### TASK TO COMPLETE
Express the entries below as a two-column CSV with the headers instruction and points. Give one row per entry, with its text in one quoted field and its answer in the other, line breaks replaced by spaces, and omit the pictures.

[Coordinate annotation entries]
* start *

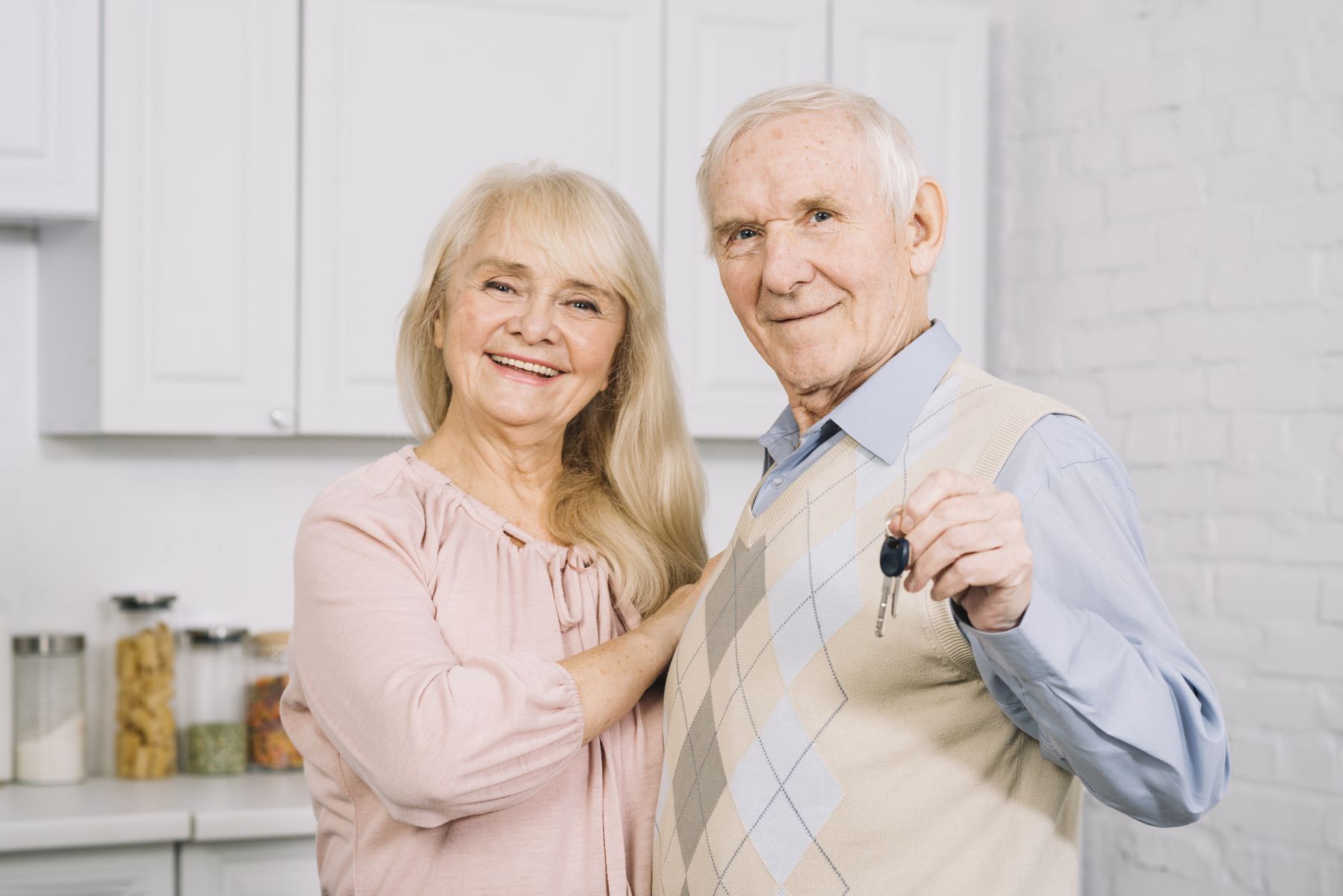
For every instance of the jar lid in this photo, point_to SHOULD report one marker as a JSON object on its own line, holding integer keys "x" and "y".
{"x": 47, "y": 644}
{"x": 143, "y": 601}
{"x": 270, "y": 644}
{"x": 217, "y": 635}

* end *

### TASK RESPONSE
instruction,points
"For every instance of the jar lid in this photo, point_to SHOULD report one marker as a JSON object on its own line, holding integer keys ""x"" and ""y"".","{""x"": 47, ""y"": 644} {""x"": 143, ""y"": 601} {""x"": 270, ""y"": 644} {""x"": 217, ""y"": 635}"